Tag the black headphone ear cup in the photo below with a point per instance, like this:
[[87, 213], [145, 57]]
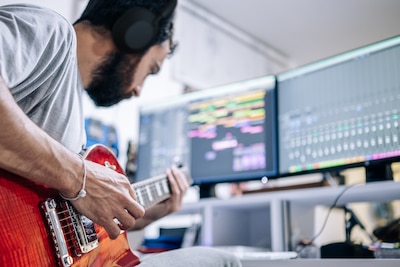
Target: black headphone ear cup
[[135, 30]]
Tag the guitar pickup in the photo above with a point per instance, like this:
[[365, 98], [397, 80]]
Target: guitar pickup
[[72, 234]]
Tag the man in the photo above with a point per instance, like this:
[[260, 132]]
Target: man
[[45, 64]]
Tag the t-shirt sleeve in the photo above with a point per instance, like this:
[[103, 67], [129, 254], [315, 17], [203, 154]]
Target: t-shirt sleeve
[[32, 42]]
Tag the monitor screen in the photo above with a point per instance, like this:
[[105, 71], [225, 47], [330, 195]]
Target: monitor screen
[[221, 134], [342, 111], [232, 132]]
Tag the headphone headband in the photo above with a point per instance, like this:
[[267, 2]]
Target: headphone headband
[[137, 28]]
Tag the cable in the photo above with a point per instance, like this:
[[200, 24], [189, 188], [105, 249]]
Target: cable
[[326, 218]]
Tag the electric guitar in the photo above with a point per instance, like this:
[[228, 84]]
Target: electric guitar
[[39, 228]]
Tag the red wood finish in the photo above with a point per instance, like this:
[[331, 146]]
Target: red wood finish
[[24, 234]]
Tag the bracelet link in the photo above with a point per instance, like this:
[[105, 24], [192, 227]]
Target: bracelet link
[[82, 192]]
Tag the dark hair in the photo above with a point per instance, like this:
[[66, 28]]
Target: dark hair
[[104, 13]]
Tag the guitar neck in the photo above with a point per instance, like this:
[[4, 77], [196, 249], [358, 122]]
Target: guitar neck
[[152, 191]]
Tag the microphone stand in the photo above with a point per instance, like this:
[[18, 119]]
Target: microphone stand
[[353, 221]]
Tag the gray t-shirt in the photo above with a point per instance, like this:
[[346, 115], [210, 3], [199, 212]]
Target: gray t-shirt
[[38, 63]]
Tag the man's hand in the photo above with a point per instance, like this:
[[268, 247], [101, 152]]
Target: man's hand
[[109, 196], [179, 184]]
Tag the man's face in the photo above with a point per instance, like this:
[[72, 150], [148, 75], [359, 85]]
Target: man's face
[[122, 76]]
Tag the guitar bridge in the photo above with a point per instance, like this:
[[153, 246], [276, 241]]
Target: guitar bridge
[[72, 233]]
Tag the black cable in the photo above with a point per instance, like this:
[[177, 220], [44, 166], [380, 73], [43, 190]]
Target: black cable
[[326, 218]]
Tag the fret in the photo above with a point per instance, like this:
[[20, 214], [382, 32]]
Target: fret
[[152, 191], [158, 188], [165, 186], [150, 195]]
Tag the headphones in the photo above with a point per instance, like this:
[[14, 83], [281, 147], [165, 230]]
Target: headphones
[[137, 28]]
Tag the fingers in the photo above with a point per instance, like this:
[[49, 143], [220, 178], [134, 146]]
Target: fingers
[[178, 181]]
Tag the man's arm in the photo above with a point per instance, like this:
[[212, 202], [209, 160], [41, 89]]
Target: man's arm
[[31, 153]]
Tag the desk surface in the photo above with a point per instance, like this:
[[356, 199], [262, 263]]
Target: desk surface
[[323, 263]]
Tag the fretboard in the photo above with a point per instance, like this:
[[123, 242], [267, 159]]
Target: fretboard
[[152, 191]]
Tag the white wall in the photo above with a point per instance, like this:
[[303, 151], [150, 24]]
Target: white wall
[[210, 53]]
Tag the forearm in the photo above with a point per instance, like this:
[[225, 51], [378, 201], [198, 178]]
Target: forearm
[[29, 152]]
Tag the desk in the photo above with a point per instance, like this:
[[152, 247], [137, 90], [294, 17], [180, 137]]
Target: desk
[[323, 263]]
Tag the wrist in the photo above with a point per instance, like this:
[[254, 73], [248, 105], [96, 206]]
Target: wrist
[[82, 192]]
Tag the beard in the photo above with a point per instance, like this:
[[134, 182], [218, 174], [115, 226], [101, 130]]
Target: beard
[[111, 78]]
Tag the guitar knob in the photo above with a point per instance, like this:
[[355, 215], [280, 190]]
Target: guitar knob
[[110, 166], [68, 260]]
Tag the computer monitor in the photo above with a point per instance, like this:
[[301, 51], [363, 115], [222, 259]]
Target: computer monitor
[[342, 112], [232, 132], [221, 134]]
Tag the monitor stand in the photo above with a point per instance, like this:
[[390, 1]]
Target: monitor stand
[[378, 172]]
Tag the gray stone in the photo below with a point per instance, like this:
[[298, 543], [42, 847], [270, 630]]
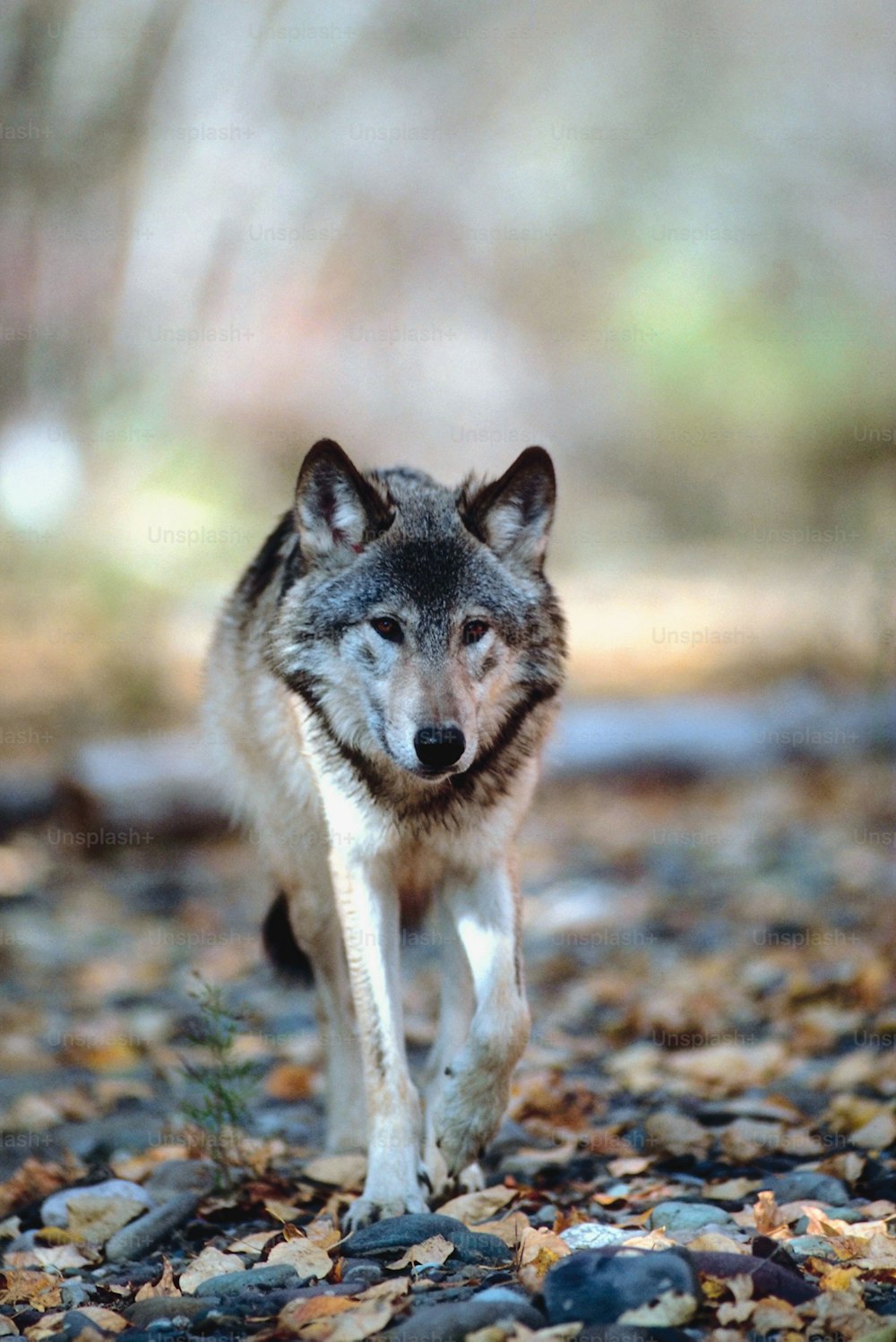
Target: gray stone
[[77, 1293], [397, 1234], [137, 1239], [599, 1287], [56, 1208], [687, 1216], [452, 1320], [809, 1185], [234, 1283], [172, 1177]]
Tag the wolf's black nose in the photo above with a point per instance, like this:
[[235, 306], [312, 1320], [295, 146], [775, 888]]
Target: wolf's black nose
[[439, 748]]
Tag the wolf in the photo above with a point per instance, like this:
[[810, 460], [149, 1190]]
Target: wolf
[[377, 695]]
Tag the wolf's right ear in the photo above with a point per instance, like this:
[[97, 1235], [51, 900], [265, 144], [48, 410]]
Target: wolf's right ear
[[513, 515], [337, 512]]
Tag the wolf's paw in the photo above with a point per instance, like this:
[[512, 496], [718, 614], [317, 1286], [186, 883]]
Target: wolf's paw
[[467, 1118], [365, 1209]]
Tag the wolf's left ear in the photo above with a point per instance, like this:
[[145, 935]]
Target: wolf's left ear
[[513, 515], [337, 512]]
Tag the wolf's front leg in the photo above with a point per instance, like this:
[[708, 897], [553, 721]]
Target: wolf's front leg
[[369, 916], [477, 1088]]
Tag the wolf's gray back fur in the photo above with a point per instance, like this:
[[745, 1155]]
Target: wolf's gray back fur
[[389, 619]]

◆ Exercise
Please return all of the entries word for word, excluding the pictures.

◆ Reply
Tag the black headphone ear cup in the photo below with a point per instance, like this:
[[87, 213], [145, 57]]
Target: black headphone ear cup
[[135, 30]]
Tag the guitar pickup in the photo above with a point per instance, like this:
[[365, 98], [397, 80]]
Target: guitar pickup
[[72, 234]]
Tag the man in the photo above with a point per instance, like this:
[[260, 132]]
Target: man
[[45, 64]]
Tag the t-shirt sleeve in the photo above with a point per instance, like this:
[[103, 67], [129, 254], [315, 17], [203, 154]]
Target: t-shirt sleeve
[[32, 42]]
Tag the monitor screen in the photo above with a point per instance, like this:
[[105, 71], [225, 47], [330, 195]]
Target: monitor screen
[[221, 134], [342, 111], [232, 132]]
Tag the headphone headband in the photo above with a point per instance, like this:
[[267, 2]]
Target: headphone headband
[[137, 28]]
Tag the cable in the photo above with a point per instance, like this:
[[200, 24], [189, 188], [105, 249]]
Target: cable
[[326, 218]]
Tag the electric guitar in the photo above with a point per instance, like this:
[[228, 84]]
Target: electric guitar
[[39, 228]]
Tag the red wood finish in the photo above with a point per instance, like this:
[[331, 146]]
Target: red wood finish
[[24, 234]]
Tag the bracelet link in the photo above with a point per instance, like this:
[[105, 24], [192, 227]]
Target: bracelet link
[[82, 192]]
Tag the dark hair in the photo above with a point per instance, like this:
[[66, 28]]
Target: dark hair
[[104, 13]]
Tag the guitar neck in the photo above with a point per instance, like this:
[[4, 77], [196, 249], [358, 122]]
Target: guitar neck
[[152, 191]]
Tag the microphone stand in the photo above with a point per instance, like this:
[[18, 119]]
Target: microphone stand
[[353, 221]]
Tag the gray t-shirt in the photo above with a point per instance, like this:
[[346, 115], [210, 3], [199, 212]]
Target: gray t-shirt
[[38, 63]]
Tag the man's hand in the photo above with a point per instance, like this:
[[268, 247], [101, 152]]
Target: man's hand
[[109, 196], [179, 184]]
Tag the man's face in the photo above with a point per instance, like this:
[[72, 150], [148, 75], [359, 85]]
Target: man's face
[[122, 76]]
Tag the guitar bridge in the photo above with a point per instance, like this:
[[153, 246], [276, 241]]
Target: guitar bridge
[[72, 233]]
Tag the black cable in the photo above with a point per instance, like this:
[[177, 220], [44, 166], [380, 73], [43, 190]]
Target: black cable
[[326, 218]]
Tag the fret in the photo above with a point per instance, like this:
[[20, 214], [382, 32]]
Target: fret
[[152, 191], [158, 188], [165, 186], [150, 195]]
Tag the headphones in the photo above with a point per instance, like this:
[[14, 83], [281, 147], [165, 230]]
Target: headphones
[[137, 28]]
Tag the fingers in the photo above with a point per instance, like this:
[[49, 143], [220, 178], [134, 146]]
Target: fingers
[[178, 181]]
Tag the man's arm in the photo above with a point per instance, like this:
[[212, 202], [209, 160], [41, 89]]
Target: man's arm
[[31, 153]]
Tag the desk surface in the photo above with a point per instance, like this:
[[356, 199], [262, 263]]
Target: desk surface
[[323, 263]]
Tag the fretboard in the photo above with a point per instance, like this:
[[123, 242], [267, 159]]
Target: fretboard
[[152, 191]]
Tag the white wall in the photo above with a point per instance, like this:
[[303, 151], [150, 24]]
Target: white wall
[[210, 53]]
Tag the forearm in the photo above with a point per instance, like this:
[[225, 51], [378, 201], [198, 178]]
Target: forearm
[[29, 152]]
Tag the desk in the photo above with a point per instance, like this:
[[152, 247], [137, 90], [294, 17], [180, 137]]
Target: desk
[[323, 263]]
Tag the wrist in the photo above with a point per instance, like this:
[[254, 73], [248, 105], [96, 206]]
Target: wrist
[[82, 192]]
Tag the beard in the photo above with a point per instance, like this:
[[134, 182], [218, 174], [115, 226], [101, 130]]
Target: beard
[[111, 78]]
Tag the guitar knob in the photo above with a point per instance, like this:
[[355, 215], [280, 190]]
Target: guitar knob
[[110, 166], [68, 260]]
Tag the computer monitor in the photo above with a point per instance, like this:
[[301, 51], [363, 115], [222, 259]]
Target: computer monitor
[[342, 112], [232, 132], [221, 134]]
Tag the monitor stand in the photo above with a point per instance, like this:
[[390, 1]]
Target: monitor stand
[[378, 172]]
Tag the gray stone in the photo below with a point per instance, like this:
[[298, 543], [42, 847], [270, 630]]
Target: gray stone
[[77, 1293], [397, 1234], [137, 1239], [599, 1287], [56, 1208], [687, 1216], [452, 1320], [809, 1185], [234, 1283], [172, 1177]]
Tag the wolf's black nose in the photo above with a point per instance, like this:
[[235, 306], [312, 1320], [295, 146], [775, 888]]
Target: wolf's black nose
[[439, 748]]
Tag the wolf in the photo above with a point per instance, like this:
[[810, 460], [149, 1190]]
Target: wolf
[[377, 695]]
Tag the wolf's right ear in the photo above with a point per instance, like this:
[[97, 1235], [51, 900], [265, 144], [48, 410]]
Target: wolf's right ear
[[513, 515], [337, 512]]
Tag the wolf's paw in the photo above with a point per instance, like this:
[[512, 496], [718, 614], [317, 1286], [186, 883]]
Target: wolf's paw
[[467, 1118], [365, 1209]]
Tag the wolf's left ear in the photo above with a point per instance, like this:
[[145, 935]]
Target: wolf's left ear
[[513, 515], [337, 512]]
Tag the wolf's front leg in the photo above with a point per instance, like this:
[[708, 897], [553, 721]]
Target: wolf's front leg
[[369, 916], [477, 1088]]
Tag the wolf's gray back fur in the photo above with a point per instance, like this:
[[745, 1155]]
Target: wolf's gray back fur
[[389, 619]]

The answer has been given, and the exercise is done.